Dataset entries:
..........

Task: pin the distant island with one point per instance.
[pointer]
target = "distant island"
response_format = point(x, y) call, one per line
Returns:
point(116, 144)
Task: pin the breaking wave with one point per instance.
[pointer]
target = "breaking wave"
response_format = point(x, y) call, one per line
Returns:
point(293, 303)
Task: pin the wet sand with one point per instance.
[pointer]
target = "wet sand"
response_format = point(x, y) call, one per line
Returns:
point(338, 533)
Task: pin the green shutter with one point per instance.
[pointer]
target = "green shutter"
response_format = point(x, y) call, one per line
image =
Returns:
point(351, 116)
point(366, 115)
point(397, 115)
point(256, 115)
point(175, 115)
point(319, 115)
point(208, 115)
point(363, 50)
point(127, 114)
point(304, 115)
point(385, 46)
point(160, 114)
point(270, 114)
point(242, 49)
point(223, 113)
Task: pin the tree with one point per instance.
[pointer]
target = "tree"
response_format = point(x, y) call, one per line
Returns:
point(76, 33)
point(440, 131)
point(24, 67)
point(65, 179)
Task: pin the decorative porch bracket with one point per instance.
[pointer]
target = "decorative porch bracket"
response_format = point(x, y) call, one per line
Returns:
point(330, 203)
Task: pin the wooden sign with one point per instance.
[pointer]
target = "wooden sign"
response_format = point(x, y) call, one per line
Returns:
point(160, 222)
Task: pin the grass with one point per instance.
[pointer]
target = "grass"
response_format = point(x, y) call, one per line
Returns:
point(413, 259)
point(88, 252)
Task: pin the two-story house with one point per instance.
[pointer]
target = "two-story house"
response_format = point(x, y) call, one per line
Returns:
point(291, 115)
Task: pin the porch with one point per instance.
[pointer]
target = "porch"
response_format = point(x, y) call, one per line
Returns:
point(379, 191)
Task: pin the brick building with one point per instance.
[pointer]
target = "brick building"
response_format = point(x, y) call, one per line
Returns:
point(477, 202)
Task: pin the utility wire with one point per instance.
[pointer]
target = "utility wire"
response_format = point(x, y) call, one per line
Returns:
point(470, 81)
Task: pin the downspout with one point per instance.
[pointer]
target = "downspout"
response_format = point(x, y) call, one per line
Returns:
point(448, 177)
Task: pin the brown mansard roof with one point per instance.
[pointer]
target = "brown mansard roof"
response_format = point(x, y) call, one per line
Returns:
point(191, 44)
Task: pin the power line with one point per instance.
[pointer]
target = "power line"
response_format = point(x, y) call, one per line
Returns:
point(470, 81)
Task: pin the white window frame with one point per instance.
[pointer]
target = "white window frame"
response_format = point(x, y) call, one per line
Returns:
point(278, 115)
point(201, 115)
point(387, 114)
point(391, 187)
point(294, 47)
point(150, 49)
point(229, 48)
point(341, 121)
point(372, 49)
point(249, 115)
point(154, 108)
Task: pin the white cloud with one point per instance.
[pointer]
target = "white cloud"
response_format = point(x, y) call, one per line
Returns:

..........

▶ **WRITTEN REQUEST**: Duplicate the lines above from the line containing "Task: pin the green" through the line containing "point(160, 114)", with both of those lines included.

▶ **FINAL RESULT**:
Task: pin the green shutter with one point per instance.
[pointer]
target = "green shutter"
response_format = point(x, y) call, one per line
image =
Returns:
point(351, 116)
point(366, 115)
point(397, 115)
point(256, 115)
point(175, 115)
point(319, 115)
point(208, 115)
point(363, 50)
point(127, 114)
point(304, 115)
point(385, 46)
point(160, 114)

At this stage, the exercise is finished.